> Required action 1
According to the StarTeam text, which property of new files does the revision comment initialize when new and modified files are checked in together?
> Required action 2
Continue the StarTeam text past its last sentence.

-------- Page text

When you have only Not in View and Modified files, to do a build, run unit tests, and/or do any other validation steps your team requires.

Finally, commit your changes to the view. You can select all of the new (Not in View) and modified files and check them all in at once. If you add/check-in multiple files in a single step, they are committed as an atomic transaction. Moreover, file content is pushed to the server “outside” of transaction state in a restartable manner. So, if you cancel a large multi-file add/check-in operation before it commits, you can restart it by just doing it again, only files that didn’t make it in the first attempt will be sent to the StarTeam Server. The commit happens at the end only when all content has arrived using a single transaction.

Note: One caveat of adding new files and checking-in modified files in the same check-in dialog is that the revision comment is also used to initialize the Description property of new files. If you want accurate descriptions for new files, add each one separately or modify each file’s description after adding it. New folders are added automatically, you only need to explicitly add new folders on the server when they are empty on the client.

And that’s it. You get revision history and audit records automatically. This process doesn’t fool with labels, and you don’t get process item links either. But it might be all that your organization needs.

Scenario 2: Preventing Merge Conflicts

As your team size grows, the problem you may find with the previous scenario is encountering too many unexpected merge conflicts. Your team may want everyone to know when you’re about to make changes to a file before you actually do so. To better communicate intent and reduce the likelihood of merge conflicts, you can amend the process outlined in the previous scenario as follows:

In the Personal Options dialog box, select the options Mark unlocked working files as read-only and Clear file locks on check-in.

When you want to edit a file, lock it via the StarTeam Cross-Platform Client first.

When you check-in modified files, the tools will automatically unlock them for you (in the same transaction in which the changes are committed).

This process both informs team members of who is working on what, and it minimizes merge conflicts. Note that your team can require this process by setting the project-level options Require exclusive lock when files are checked-in and Mark unlocked files read-only. It’s up to you and your team to decide if you want this level of enforcement.

----------------
-------- Data excerpts

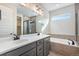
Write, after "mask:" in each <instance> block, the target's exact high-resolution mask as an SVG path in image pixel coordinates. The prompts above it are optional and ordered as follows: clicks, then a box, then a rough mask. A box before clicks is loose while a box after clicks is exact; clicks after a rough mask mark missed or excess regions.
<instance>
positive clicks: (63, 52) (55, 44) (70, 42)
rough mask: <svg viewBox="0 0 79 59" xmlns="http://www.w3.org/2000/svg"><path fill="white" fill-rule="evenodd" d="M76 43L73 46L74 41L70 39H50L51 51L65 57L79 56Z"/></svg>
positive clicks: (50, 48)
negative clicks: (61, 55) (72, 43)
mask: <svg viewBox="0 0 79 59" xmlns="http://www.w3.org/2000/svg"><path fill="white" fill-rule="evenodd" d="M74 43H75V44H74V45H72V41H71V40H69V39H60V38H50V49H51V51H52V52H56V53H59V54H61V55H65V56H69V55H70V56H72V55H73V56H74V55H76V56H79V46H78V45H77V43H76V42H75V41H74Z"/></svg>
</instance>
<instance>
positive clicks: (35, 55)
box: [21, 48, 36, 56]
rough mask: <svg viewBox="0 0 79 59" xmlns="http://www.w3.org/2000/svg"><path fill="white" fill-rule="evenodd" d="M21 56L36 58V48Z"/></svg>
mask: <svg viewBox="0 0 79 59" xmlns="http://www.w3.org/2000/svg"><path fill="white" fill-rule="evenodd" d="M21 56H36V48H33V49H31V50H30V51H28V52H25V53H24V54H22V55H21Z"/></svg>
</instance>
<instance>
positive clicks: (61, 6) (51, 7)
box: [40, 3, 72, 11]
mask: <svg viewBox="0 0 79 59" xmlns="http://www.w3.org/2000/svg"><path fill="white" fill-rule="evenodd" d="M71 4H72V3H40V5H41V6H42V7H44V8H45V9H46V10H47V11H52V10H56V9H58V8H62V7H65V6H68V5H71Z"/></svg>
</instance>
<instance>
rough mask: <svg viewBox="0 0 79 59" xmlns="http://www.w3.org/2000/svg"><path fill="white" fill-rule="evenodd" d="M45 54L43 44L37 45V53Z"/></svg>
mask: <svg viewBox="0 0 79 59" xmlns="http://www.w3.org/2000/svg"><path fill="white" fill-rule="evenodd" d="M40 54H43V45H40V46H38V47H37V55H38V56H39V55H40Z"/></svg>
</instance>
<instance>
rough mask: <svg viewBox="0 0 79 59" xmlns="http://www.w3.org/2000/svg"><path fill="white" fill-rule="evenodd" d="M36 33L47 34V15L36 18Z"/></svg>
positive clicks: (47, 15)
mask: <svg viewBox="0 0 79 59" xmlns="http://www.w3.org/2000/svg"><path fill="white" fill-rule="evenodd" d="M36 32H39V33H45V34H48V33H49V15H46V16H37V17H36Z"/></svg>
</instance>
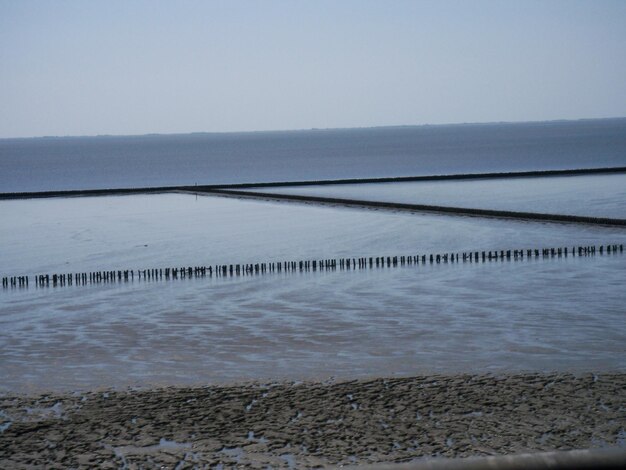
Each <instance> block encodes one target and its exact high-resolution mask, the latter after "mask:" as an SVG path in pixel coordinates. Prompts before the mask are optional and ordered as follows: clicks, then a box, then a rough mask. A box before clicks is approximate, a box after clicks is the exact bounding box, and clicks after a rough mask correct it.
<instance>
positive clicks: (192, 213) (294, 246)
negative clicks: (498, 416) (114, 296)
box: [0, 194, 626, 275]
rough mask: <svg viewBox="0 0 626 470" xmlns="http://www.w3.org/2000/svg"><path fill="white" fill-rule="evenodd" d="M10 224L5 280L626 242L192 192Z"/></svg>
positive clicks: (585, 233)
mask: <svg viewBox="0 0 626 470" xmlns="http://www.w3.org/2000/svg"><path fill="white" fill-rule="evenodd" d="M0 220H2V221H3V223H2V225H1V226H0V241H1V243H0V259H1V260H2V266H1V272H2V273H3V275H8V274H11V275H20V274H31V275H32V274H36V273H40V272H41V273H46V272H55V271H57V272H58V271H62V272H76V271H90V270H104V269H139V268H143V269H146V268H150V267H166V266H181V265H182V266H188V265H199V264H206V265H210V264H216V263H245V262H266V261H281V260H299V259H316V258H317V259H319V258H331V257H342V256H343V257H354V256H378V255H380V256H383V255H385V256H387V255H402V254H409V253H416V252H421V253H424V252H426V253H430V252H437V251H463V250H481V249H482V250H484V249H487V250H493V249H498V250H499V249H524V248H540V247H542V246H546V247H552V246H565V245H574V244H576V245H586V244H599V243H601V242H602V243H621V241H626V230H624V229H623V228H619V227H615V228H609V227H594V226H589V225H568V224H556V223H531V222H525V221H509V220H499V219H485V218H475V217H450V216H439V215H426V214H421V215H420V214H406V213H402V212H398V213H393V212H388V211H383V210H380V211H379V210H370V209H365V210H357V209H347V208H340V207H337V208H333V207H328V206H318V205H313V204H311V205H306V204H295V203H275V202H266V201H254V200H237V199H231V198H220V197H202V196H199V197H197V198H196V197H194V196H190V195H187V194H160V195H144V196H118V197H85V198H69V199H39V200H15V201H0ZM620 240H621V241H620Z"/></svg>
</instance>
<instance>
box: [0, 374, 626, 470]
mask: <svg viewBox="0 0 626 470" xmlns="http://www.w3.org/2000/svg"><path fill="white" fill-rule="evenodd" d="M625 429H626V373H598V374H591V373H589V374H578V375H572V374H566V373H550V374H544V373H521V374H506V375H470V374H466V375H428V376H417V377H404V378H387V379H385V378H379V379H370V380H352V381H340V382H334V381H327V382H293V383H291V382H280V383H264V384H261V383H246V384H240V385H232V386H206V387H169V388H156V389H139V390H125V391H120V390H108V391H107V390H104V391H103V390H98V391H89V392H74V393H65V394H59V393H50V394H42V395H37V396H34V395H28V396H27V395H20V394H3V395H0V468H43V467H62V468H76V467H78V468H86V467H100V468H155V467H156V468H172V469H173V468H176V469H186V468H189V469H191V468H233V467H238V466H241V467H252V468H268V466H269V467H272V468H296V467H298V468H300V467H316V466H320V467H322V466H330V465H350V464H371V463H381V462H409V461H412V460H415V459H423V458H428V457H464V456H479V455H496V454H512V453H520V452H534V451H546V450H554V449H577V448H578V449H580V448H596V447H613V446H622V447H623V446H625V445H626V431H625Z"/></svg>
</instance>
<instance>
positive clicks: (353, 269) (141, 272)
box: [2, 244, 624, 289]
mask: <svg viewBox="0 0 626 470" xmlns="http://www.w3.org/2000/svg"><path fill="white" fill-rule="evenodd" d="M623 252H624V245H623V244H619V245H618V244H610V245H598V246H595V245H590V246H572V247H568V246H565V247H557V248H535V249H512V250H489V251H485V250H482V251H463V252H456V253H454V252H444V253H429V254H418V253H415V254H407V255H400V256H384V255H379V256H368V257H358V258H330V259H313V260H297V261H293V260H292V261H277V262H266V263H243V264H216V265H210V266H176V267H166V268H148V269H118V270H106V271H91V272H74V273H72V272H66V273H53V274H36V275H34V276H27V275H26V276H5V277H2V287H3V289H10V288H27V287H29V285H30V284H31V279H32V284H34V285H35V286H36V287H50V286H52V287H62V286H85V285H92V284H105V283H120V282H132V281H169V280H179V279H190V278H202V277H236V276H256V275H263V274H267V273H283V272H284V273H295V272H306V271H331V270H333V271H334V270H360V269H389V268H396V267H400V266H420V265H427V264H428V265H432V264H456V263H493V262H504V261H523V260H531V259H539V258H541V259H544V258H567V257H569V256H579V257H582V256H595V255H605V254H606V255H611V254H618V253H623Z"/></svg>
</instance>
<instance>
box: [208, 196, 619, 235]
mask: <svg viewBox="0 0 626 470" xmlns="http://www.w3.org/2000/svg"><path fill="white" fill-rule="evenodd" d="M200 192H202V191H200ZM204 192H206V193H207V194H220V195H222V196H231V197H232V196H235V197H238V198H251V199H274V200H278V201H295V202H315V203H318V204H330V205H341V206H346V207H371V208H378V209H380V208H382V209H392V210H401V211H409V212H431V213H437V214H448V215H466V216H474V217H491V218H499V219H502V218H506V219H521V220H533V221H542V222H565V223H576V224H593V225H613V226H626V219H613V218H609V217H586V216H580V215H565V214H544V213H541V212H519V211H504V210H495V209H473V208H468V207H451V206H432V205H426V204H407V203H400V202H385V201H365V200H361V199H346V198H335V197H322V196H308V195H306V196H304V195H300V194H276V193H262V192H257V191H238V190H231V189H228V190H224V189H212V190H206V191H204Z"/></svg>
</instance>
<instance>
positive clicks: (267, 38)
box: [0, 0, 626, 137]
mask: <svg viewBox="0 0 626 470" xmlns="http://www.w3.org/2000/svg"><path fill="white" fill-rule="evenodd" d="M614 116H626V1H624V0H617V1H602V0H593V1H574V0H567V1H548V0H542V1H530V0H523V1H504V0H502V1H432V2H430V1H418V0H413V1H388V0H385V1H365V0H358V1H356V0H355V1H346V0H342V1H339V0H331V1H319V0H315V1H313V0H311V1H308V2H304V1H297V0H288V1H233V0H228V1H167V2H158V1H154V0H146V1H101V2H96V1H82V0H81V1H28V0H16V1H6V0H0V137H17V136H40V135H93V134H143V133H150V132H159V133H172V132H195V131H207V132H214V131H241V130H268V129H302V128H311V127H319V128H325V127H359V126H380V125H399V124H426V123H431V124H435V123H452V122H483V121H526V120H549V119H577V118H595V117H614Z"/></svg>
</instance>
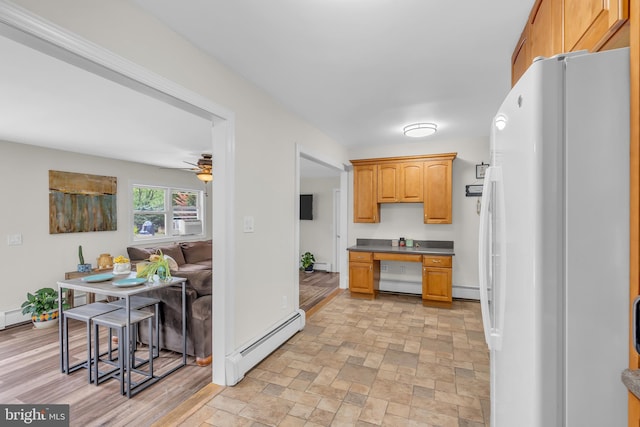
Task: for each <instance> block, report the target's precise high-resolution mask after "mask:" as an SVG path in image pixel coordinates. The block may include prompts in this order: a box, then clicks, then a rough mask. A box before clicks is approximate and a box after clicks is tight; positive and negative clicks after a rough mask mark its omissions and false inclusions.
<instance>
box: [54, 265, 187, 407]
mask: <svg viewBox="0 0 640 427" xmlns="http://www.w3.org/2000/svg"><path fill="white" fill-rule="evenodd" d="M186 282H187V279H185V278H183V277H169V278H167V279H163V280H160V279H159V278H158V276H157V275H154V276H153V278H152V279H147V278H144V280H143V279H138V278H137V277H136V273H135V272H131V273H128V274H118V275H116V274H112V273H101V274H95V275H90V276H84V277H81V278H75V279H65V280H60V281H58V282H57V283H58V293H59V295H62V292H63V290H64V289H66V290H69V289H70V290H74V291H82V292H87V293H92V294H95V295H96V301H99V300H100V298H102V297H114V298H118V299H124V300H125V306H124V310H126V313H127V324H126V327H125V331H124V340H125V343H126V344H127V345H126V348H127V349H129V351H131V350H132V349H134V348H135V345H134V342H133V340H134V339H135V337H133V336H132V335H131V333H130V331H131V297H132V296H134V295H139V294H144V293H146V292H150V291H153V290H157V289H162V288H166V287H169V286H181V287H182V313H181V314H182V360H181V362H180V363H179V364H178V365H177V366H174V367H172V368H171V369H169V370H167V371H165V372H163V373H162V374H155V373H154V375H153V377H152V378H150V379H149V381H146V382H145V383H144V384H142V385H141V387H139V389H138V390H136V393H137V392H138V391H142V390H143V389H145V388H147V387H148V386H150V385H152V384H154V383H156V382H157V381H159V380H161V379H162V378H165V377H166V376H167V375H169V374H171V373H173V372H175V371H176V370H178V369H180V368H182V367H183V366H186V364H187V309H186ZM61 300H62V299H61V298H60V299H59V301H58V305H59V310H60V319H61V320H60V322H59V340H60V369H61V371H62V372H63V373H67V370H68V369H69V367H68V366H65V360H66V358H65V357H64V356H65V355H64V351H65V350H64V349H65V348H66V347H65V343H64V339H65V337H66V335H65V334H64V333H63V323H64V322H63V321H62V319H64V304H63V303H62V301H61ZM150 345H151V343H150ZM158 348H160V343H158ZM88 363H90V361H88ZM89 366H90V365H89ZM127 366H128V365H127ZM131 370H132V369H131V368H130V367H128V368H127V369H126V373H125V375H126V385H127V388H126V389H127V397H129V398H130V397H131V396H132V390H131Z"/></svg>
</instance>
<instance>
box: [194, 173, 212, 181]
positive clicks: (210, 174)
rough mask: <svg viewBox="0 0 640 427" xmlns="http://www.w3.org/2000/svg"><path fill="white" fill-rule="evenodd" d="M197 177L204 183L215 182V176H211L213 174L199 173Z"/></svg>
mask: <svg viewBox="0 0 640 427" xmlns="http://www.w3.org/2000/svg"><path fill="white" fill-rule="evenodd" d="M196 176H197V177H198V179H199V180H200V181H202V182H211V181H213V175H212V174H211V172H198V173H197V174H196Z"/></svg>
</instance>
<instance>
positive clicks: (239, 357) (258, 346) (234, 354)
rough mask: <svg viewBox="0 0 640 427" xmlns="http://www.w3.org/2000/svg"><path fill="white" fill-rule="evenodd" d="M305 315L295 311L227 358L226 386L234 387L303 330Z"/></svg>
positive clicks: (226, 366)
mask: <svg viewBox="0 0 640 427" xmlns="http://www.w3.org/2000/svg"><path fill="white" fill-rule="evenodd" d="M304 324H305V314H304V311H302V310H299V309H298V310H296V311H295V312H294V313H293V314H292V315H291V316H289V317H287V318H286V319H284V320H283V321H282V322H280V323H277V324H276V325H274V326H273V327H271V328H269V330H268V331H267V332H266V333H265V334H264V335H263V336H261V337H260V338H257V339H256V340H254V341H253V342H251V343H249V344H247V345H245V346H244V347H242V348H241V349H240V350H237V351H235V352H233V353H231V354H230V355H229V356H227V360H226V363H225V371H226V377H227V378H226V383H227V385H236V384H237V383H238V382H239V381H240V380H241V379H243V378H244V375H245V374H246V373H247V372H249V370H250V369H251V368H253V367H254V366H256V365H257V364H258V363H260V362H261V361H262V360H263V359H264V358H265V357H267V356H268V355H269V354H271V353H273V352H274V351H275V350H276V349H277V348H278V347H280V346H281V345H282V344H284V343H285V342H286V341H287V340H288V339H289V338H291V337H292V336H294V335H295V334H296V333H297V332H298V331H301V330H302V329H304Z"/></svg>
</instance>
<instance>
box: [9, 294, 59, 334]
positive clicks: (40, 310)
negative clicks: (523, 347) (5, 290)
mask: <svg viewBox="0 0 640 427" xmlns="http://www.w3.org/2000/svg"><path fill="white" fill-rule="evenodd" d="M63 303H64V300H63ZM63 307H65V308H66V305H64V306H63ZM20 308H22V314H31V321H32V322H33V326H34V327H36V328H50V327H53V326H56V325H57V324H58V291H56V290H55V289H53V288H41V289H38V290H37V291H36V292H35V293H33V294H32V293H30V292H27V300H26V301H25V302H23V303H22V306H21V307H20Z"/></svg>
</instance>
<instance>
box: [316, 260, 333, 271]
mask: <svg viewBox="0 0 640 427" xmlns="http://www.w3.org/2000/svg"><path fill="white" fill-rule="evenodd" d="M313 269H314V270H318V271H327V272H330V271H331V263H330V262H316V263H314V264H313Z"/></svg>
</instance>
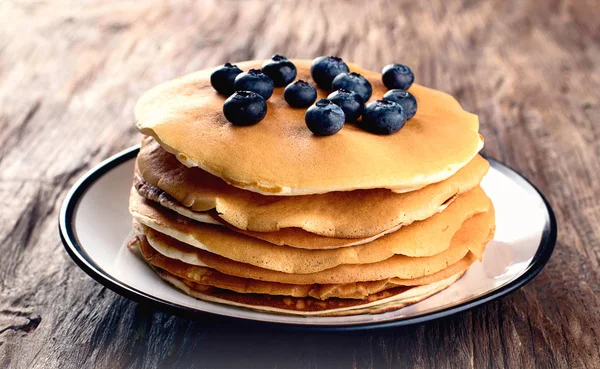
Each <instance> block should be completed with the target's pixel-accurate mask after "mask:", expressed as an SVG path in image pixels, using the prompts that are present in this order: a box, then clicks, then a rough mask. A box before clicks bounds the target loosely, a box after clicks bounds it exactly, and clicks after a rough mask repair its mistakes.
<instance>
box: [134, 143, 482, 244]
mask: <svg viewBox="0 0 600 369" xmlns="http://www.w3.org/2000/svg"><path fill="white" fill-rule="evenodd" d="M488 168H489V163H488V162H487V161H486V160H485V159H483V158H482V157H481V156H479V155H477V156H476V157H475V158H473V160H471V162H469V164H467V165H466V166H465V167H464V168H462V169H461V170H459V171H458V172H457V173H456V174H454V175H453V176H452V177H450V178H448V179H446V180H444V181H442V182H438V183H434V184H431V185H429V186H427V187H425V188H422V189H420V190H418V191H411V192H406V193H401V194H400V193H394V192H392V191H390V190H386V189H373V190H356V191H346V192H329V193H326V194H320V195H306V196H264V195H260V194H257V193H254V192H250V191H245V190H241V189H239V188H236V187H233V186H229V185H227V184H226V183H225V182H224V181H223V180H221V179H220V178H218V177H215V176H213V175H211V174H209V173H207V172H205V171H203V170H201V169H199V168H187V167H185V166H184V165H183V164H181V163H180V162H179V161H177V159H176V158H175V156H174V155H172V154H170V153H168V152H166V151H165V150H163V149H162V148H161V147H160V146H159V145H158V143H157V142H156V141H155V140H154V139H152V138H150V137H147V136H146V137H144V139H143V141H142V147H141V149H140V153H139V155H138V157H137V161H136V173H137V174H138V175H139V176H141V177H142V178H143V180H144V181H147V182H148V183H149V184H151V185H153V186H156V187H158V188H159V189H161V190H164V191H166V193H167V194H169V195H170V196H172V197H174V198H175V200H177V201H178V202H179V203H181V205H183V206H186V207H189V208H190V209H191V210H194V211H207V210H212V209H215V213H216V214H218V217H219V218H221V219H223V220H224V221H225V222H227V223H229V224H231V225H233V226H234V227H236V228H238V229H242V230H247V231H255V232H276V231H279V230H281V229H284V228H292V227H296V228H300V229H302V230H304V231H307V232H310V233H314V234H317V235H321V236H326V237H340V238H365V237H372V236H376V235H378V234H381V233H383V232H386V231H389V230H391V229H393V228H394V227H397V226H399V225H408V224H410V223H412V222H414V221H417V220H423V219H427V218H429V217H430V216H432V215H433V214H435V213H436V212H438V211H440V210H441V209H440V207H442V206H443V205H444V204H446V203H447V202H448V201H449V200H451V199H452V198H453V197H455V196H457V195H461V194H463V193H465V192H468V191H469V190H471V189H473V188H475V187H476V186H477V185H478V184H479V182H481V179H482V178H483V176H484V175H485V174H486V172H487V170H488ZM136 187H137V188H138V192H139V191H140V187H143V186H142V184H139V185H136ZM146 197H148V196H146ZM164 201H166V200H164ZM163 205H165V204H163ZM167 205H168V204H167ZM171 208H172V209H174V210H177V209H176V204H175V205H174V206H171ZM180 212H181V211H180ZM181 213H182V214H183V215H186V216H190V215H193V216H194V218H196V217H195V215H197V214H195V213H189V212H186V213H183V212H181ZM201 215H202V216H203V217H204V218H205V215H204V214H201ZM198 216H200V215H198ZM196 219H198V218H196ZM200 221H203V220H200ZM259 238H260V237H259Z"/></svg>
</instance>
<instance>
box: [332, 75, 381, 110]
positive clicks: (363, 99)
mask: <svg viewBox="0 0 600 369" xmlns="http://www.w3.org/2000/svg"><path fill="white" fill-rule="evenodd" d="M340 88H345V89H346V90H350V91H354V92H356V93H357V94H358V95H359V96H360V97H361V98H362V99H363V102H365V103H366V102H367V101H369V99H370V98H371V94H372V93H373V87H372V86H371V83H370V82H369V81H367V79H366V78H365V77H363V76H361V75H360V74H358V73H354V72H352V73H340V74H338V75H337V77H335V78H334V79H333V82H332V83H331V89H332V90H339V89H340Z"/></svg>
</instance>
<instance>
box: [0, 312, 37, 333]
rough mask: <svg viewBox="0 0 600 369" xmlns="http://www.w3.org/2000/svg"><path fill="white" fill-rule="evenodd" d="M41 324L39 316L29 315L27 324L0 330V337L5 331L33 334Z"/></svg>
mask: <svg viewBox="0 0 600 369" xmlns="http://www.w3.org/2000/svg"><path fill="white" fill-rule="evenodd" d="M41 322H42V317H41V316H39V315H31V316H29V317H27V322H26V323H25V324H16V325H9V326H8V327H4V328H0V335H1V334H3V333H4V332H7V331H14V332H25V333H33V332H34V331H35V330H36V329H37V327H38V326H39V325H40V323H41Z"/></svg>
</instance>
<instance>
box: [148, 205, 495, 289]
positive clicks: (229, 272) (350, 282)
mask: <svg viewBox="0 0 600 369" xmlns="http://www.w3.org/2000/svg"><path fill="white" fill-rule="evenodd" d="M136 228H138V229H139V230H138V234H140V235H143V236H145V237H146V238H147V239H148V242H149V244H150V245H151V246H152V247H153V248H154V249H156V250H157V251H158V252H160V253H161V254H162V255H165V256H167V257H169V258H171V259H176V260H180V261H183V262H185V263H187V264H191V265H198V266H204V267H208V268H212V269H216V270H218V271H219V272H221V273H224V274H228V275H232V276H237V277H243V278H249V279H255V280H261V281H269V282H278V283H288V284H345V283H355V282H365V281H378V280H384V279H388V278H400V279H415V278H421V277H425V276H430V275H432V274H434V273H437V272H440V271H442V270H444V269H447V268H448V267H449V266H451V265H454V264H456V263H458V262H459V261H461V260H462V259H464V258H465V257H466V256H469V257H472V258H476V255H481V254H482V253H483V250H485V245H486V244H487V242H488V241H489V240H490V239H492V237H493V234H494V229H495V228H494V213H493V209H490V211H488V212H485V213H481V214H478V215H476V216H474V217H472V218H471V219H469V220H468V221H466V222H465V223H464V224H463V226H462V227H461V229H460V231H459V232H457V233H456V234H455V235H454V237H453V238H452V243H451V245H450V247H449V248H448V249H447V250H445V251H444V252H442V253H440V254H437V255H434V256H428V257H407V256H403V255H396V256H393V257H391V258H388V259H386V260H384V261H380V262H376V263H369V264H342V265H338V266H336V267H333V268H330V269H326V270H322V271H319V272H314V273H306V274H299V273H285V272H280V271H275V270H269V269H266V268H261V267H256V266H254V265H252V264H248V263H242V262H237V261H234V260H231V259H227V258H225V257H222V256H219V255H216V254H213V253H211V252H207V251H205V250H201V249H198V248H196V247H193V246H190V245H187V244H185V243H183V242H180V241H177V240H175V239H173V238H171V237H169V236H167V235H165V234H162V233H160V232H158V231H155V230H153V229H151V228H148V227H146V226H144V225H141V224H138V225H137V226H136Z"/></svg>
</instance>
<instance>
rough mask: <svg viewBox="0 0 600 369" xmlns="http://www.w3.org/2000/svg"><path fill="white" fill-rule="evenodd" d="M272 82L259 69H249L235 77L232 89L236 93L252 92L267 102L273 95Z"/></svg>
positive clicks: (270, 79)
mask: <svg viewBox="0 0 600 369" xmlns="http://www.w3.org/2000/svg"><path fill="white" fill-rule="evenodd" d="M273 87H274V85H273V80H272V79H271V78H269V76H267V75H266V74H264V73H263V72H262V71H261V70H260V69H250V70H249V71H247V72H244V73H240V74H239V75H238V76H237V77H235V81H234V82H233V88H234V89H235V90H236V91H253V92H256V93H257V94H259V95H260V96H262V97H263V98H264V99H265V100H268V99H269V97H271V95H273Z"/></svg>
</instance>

----------------

> Answer section 1
The Description property.

> Answer section 2
Scenario 3: Using Process Items

The next step in a more formal intra-view change management practice is to use process items so that all file modifications are linked to an appropriate change item. You can enforce the use of process items at the project level using the Process Rules options. These options let you:

  • Require the selection of a process item when new files are added or modified files are checked in.
  • Select which item types are eligible as process items. Your choices are change requests, tasks, and requirements.
  • Specify whether or not the Status of each item type will be considered in order to be used as a process item and which status values are permitted. For example, you can specify that change requests must have a status of Open, but tasks can be used regardless of status.

When you enforce process items, existing files cannot be modified and new files cannot be added until an eligible process item is selected. Consequently, new and modified files are automatically linked to the selected process item, enhancing the context information of these changes. Moreover, the links are created in the same atomic transaction in which the file updates are performed.

Note: In the add and check-in dialogs, you can elect to mark the selected process item Closed (change requests), Finished (requirements), or Complete (tasks). If you choose this option, the process item update is also performed in the same atomic transaction.